## OBJECTIVE
Please rewrite the records between the line holding "Which element in this screenshot corresponds to the mast?" and the line holding "[0, 0, 896, 792]", inclusive, with "blue sky" replaced by "clear sky" and nothing else changed.
━━━ RECORDS SHOWN
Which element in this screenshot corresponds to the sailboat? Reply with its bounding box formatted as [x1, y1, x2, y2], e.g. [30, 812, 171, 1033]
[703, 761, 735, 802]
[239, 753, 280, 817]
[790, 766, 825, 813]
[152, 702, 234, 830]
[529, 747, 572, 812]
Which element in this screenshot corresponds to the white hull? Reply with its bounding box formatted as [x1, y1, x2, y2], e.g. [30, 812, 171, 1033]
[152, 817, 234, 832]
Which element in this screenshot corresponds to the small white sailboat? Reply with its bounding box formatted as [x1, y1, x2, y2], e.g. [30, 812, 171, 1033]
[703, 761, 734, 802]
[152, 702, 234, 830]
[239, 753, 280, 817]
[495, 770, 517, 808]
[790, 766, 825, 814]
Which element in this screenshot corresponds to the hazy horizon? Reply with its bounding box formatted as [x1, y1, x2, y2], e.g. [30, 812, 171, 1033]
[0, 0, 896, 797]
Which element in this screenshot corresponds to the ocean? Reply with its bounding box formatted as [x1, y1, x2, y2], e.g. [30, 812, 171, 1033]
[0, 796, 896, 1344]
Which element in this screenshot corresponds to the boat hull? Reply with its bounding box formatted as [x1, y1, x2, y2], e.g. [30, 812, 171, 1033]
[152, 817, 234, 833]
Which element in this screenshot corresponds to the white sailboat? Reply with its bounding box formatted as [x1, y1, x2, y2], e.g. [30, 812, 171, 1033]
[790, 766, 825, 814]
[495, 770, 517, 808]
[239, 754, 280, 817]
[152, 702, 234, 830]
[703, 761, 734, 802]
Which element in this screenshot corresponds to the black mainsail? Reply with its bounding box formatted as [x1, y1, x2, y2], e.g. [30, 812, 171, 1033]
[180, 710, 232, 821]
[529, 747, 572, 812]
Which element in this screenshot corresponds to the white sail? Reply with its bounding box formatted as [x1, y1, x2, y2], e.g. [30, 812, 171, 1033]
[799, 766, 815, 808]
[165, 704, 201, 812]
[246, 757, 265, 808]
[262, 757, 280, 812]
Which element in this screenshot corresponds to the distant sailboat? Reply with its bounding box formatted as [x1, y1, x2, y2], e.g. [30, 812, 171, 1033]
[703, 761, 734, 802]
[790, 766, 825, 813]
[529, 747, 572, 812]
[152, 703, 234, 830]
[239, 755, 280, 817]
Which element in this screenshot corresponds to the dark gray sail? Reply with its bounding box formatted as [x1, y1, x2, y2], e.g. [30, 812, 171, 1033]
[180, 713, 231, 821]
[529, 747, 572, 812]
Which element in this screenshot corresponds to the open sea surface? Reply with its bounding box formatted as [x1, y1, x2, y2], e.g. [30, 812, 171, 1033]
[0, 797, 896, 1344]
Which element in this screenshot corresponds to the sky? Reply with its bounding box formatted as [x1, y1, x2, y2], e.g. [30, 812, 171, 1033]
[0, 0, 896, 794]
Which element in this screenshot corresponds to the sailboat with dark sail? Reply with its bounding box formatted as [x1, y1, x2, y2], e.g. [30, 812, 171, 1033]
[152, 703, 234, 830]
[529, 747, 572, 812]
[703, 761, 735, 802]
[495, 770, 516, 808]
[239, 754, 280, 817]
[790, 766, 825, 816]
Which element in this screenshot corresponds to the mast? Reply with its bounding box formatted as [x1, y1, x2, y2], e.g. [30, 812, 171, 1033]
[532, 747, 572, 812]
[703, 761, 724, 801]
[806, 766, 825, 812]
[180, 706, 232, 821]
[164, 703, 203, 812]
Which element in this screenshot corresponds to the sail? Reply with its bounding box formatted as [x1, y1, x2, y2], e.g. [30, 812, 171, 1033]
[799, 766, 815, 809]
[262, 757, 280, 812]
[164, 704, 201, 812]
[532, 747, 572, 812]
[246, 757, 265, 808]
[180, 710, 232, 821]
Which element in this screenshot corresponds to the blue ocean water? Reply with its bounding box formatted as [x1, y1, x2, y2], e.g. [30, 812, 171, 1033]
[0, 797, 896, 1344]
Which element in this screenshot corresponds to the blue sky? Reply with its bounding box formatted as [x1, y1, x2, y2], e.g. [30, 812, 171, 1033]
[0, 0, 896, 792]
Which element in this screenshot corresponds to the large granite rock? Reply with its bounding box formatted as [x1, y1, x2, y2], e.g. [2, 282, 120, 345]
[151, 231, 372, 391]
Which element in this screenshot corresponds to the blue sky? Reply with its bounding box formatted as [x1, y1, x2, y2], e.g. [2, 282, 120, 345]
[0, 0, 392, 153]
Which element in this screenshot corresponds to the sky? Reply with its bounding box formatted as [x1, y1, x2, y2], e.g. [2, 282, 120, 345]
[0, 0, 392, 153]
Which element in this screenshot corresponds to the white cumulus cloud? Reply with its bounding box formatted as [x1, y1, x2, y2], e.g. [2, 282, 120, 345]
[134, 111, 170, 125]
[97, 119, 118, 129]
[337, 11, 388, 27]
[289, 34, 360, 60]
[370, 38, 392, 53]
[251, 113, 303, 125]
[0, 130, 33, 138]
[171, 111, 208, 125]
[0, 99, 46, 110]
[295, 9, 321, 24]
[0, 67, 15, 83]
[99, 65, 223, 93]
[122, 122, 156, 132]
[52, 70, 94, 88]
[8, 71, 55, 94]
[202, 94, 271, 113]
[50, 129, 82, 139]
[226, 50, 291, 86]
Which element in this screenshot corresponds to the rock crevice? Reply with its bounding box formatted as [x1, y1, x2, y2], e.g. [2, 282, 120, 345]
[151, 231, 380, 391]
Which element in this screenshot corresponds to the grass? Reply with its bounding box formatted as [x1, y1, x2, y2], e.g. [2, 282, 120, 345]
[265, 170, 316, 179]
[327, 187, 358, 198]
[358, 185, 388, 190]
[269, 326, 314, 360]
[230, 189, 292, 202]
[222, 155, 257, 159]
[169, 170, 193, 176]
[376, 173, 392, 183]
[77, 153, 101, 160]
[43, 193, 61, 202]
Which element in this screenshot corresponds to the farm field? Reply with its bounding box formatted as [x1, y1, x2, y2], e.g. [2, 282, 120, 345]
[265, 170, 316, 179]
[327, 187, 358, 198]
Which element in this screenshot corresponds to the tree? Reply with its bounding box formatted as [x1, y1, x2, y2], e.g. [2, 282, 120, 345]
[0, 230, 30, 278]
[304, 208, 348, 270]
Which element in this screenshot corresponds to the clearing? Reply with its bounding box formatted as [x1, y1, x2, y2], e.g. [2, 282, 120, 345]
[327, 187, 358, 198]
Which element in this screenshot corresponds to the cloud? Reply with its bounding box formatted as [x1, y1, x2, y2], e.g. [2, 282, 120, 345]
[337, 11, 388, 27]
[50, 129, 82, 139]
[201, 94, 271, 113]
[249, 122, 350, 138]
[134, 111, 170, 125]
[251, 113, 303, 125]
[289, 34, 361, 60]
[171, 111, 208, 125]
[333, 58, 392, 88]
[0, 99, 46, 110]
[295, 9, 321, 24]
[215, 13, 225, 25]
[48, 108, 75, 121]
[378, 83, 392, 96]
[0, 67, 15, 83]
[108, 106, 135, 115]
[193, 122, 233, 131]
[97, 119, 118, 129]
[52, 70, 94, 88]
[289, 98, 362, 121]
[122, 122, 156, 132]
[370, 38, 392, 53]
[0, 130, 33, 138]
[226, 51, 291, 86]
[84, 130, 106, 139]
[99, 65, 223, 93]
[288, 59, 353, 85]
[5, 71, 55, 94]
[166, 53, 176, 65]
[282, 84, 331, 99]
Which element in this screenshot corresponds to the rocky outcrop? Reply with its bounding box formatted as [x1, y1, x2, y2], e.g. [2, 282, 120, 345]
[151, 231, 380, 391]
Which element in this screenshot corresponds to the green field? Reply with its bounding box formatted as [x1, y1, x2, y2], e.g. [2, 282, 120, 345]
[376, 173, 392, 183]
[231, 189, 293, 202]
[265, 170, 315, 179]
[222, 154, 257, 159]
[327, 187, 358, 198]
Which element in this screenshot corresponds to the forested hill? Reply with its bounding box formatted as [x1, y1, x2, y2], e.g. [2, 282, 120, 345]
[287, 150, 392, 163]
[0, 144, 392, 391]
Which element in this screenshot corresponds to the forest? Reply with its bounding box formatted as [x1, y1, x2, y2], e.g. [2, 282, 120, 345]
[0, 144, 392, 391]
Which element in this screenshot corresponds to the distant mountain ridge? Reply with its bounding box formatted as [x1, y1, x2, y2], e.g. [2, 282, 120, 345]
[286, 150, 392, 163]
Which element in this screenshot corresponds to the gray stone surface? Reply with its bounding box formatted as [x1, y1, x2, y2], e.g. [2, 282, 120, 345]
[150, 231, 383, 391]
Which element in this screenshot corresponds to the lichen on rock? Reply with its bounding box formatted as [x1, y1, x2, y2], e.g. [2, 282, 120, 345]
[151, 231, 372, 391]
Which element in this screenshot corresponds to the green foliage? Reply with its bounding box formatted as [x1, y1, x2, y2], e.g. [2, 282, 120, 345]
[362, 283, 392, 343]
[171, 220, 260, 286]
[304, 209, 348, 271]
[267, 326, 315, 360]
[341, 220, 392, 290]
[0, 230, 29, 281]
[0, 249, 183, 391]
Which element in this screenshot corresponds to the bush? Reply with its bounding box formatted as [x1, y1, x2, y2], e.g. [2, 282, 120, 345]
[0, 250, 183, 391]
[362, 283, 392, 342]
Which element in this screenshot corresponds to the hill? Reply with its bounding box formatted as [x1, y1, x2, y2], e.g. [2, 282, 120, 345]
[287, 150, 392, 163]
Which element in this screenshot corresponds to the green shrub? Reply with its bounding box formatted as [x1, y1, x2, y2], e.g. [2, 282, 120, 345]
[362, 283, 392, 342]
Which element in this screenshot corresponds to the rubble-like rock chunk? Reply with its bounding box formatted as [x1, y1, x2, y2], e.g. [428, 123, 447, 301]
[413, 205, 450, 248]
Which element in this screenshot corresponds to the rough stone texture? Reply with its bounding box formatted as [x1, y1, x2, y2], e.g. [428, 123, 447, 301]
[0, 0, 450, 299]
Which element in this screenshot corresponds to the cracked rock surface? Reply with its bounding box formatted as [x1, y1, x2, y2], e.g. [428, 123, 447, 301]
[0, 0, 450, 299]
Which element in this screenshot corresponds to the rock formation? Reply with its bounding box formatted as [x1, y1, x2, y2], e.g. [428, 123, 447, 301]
━━━━━━
## THE RESULT
Which element in this screenshot corresponds to the mast? Reply with its bounding box formatted as [x1, y1, x2, y2], e.g. [30, 812, 171, 1033]
[532, 747, 572, 812]
[703, 761, 724, 801]
[806, 766, 825, 812]
[180, 706, 232, 821]
[164, 703, 203, 812]
Which element in this screenshot corresponds to the sail? Reply with its bounding box formatted as [x1, y1, x2, y2], e.g. [30, 812, 171, 1033]
[799, 766, 815, 809]
[262, 757, 280, 812]
[164, 704, 201, 812]
[532, 747, 572, 812]
[246, 757, 265, 808]
[180, 710, 232, 821]
Which element in this screenshot corresponds to the blue ocean water? Reply with its bounding box formatted as [x1, y1, x2, y2], e.g. [30, 812, 171, 1033]
[0, 797, 896, 1344]
Which element in this screenshot corresponds to the clear sky? Reply with its bounding box formatted as [x1, y1, x2, y2], e.g. [30, 812, 171, 1033]
[0, 0, 896, 792]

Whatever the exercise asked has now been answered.